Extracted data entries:
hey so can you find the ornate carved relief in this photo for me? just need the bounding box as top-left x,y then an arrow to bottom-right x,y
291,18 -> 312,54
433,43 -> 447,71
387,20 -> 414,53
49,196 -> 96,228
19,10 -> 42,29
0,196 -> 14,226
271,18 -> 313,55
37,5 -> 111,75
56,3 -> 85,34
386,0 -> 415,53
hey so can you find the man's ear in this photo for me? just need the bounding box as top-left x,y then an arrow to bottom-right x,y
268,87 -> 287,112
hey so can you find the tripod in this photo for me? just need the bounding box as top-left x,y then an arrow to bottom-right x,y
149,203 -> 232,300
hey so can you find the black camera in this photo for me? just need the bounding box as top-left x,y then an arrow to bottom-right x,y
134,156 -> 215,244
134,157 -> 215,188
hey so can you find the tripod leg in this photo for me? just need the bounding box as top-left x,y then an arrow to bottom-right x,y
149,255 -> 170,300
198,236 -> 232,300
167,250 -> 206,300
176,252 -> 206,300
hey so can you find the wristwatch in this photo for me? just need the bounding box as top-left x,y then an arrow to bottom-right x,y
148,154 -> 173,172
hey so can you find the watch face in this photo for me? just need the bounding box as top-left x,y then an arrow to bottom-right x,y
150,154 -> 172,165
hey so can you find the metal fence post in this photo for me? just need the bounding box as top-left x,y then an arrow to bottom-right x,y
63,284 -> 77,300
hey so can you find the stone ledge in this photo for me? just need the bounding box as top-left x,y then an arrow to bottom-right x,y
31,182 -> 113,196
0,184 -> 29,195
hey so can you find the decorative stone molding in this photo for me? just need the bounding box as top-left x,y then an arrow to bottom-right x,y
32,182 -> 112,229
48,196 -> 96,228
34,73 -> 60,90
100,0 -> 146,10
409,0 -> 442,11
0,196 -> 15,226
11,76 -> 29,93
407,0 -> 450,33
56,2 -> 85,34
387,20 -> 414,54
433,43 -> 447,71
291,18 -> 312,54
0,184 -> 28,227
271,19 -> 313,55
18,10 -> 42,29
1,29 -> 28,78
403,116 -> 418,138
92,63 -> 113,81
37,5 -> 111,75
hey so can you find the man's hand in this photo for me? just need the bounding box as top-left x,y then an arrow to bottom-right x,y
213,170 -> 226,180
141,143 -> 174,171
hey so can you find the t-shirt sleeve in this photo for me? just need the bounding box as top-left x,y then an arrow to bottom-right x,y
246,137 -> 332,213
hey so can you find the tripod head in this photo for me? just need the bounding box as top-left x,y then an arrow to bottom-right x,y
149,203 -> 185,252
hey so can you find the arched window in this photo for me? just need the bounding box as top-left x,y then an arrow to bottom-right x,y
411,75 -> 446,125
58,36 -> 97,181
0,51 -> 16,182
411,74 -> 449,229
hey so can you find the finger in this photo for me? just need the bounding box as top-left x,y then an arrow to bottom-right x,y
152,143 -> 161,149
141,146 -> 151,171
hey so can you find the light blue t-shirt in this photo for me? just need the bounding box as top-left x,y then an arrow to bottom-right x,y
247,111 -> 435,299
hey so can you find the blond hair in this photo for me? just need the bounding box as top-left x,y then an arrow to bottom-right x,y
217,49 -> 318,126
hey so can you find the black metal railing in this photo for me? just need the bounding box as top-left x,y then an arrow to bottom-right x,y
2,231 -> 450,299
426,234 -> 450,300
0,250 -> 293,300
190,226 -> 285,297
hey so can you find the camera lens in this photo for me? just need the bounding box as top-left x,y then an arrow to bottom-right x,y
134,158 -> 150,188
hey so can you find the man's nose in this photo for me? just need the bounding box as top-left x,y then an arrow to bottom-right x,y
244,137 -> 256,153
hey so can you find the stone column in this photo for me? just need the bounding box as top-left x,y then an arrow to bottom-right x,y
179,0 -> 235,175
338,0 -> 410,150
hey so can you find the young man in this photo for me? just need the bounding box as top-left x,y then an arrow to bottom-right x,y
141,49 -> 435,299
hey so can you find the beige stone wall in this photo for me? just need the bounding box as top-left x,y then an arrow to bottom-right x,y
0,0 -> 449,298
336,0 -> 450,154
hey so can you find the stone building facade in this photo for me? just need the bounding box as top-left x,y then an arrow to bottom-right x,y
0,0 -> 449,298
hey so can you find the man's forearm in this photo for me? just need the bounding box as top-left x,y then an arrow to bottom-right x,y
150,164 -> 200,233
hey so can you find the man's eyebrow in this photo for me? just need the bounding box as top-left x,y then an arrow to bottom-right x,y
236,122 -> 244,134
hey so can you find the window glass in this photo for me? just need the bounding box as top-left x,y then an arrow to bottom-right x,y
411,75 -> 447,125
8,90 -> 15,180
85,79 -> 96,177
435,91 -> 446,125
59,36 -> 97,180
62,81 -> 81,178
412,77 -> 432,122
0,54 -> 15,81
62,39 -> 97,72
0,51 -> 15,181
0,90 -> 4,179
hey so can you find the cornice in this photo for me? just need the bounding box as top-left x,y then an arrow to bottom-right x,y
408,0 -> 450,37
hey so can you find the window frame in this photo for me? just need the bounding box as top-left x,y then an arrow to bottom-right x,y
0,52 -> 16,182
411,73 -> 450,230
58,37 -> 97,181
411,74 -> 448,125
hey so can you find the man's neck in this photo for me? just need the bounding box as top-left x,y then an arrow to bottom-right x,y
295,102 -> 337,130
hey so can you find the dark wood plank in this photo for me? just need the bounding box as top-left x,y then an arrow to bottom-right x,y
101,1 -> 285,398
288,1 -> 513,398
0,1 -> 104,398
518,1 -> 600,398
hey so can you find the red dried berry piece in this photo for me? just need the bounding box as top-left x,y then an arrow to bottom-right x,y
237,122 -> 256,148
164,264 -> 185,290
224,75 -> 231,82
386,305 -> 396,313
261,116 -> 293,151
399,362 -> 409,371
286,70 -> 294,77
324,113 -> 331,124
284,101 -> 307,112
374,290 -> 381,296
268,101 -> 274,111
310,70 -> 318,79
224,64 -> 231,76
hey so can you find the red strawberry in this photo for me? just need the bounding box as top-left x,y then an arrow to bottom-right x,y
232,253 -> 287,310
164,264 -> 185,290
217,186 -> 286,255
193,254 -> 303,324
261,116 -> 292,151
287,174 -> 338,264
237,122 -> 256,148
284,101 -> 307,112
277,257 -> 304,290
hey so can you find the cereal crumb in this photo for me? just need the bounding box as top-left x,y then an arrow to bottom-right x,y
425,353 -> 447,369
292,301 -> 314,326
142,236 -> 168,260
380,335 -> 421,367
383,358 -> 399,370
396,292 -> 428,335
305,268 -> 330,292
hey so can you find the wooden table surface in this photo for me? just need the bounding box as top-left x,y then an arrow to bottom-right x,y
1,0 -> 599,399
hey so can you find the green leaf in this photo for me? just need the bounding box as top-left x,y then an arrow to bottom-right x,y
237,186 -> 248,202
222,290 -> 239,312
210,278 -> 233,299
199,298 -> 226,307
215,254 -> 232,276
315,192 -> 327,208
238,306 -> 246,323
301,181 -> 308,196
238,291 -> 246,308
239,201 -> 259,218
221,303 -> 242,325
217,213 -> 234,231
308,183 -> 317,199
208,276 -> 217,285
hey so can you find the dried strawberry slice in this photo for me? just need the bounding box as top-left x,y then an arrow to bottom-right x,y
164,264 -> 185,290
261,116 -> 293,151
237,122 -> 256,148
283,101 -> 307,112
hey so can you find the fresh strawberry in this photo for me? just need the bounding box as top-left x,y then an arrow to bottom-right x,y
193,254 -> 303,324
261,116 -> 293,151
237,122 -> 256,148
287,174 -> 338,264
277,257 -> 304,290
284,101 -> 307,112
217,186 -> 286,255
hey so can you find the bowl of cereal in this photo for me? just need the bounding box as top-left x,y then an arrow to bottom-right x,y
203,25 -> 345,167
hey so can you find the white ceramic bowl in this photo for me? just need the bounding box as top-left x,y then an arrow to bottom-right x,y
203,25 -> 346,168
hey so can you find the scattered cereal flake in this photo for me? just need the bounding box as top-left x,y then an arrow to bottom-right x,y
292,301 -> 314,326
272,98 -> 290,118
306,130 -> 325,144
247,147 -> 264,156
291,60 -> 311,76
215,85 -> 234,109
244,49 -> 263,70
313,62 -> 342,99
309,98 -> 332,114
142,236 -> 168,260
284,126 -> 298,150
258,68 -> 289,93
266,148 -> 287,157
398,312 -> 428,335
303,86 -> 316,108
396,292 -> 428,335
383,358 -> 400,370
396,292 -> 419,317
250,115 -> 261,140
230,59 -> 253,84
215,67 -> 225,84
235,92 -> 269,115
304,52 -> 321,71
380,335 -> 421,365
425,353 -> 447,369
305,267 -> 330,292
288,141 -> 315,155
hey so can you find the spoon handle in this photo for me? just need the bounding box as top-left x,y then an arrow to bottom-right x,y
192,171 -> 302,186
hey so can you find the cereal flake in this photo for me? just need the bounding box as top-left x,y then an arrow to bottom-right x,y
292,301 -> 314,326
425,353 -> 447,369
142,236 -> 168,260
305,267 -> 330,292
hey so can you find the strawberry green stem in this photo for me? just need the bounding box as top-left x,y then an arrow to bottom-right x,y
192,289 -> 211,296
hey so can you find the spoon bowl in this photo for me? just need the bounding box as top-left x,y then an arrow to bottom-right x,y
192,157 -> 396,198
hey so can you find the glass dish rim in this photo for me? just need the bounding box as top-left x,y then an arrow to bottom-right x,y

#### WHAT IS BEING ASKED:
One line above contains "hey so can you find the strawberry". Output that line and each one after it, word for word, and nothing else.

#### WRITTEN RESPONSE:
hey so can you find the strawberry green stem in this photo for me? just need the bounding box as top-left x,y then an arrow to bottom-right x,y
192,289 -> 211,296
hey so can you find the spoon bowl in this photo for me? just need the bounding box as top-left x,y then an arrow to bottom-right x,y
192,157 -> 396,198
hey so can you find the glass dish rim in this photo for me? just need the bounding box as top-left x,y then an arrow to bottom-right x,y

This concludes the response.